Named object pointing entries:
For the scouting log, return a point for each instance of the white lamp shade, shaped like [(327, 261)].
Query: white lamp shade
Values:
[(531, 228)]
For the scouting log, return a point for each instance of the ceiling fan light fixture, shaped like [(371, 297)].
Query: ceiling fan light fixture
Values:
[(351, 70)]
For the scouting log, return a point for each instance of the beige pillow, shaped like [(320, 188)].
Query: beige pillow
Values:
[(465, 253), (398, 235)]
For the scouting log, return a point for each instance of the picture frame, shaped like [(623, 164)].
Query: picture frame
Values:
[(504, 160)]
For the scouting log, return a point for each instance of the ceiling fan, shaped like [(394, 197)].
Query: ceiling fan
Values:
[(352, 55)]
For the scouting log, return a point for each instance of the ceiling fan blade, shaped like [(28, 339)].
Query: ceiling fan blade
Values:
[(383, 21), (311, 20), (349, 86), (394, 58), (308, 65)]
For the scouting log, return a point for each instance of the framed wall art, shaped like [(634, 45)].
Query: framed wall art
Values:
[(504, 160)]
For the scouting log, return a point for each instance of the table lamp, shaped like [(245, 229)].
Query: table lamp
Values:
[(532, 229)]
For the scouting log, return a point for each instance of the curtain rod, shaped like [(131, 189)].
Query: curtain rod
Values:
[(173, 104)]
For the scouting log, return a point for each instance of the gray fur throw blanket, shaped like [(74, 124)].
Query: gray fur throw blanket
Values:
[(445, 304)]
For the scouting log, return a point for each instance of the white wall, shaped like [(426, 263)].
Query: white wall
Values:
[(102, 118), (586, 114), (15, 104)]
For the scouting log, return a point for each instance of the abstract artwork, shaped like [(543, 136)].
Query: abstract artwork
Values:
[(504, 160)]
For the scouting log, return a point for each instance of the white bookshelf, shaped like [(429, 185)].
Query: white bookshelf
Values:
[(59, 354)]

→ Your objective
Set down all of the data above once more, line for line and without any alteration.

→ Solution to this task
For the scouting log, return a point for each instance of the white lamp shade, shaped like [(327, 261)].
Query: white lamp shade
Values:
[(531, 228)]
For the scouting log, return a point for each instance of the ceiling fan light fixture, shaped like [(371, 297)].
Query: ceiling fan light fixture
Values:
[(351, 70)]
For the scouting log, return a point for each instance of the beige pillow, shaped like [(320, 188)].
Query: beige pillow
Values:
[(465, 253), (398, 235)]
For the scouting log, return a point for each instance of the picture frame, shaped like [(623, 164)].
Query: picture frame
Values:
[(504, 160)]
For the scouting log, return a point for each instance of the ceiling fan, shaped like [(394, 197)].
Query: ceiling fan
Values:
[(352, 55)]
For the scouting log, return a point for each instance of the ceiling fan blade, shaped like [(28, 339)].
Query: ceiling fan blade
Values:
[(383, 21), (311, 20), (349, 86), (394, 58), (308, 65)]
For the scouting log, return a point for each instance of the framed wall art, shaped like [(634, 45)].
Query: framed wall art
Values:
[(504, 160)]
For the scouting log, return a point for each instance of the table lamp, shaped like [(245, 229)].
Query: table lamp
Values:
[(532, 229)]
For the scouting log, return a point for each instance of the curtain rod, shaped like [(131, 189)].
Query: curtain rod
Values:
[(173, 104)]
For the scouting log, return a point for each instance of the gray fur throw blanket, shaped like [(74, 124)].
Query: gray fur throw blanket
Values:
[(445, 304)]
For the scouting log, return a point for each instance of the white wall, shaped like [(426, 263)].
Query: white wall
Values:
[(102, 118), (586, 114), (15, 104)]
For the scouting log, return a point for each instance of the abstract artwork, shaped like [(543, 136)].
Query: abstract artwork
Values:
[(504, 160)]
For the scouting log, return a point for each instance of the white bookshelf, shaped like [(429, 185)].
Query: white bookshelf
Values:
[(59, 354)]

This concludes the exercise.